Brookfield Renewable has grown its dividend at a 6% compound annual rate since 2001. It expects that upward trend to continue. The leading global renewable energy company aims to increase its payment at a 5% to 9% annual rate over the long term.

The company has highly visible growth ahead. It sells the vast majority of the electricity it produces under long-term, fixed-rate power purchase agreements (PPAs) that link rates to inflation. This factor gives it clear visibility that its funds from operations (FFO) should rise by around 2% to 3% annually on inflation-driven growth alone. Meanwhile, market prices for power have grown faster than inflation. Because of that, Brookfield believes it can add another 2% to 4% to its FFO per share each year by replacing expiring PPAs with new higher-rate contracts.

On top of that, Brookfield has a vast pipeline of renewable energy development projects. They should add another 4% to 6% to its FFO per share each year. The company also expects to continue making accretive acquisitions. These factors drive Brookfield's view that it can deliver more than 10% annual FFO per-share growth for at least the next five years. Add that growth to its more than 5% yielding dividend (well above the S&P 500 index's 1.2% yield), and Brookfield could produce powerful total returns in the coming years.

Ample fuel with an upside catalyst

Chevron has increased its dividend for over 30 straight years, one of the longest streaks in the energy sector. The oil giant has delivered more than 5% annual dividend growth over the last five years (including 8% last year). That's faster than the S&P 500's dividend growth rate and its closest peers in the oil patch.

:: SOURCE DATA ::
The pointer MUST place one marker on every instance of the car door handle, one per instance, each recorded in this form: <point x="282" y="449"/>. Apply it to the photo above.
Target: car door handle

:: WHAT YOU HAVE TO DO ::
According to the passage on dividend growth, at what annual rate does Brookfield Renewable aim to increase its dividend over the long term? The data can be set aside; nothing here depends on it.

:: THE COMPLETED TASK ::
At a 5% to 9% annual rate.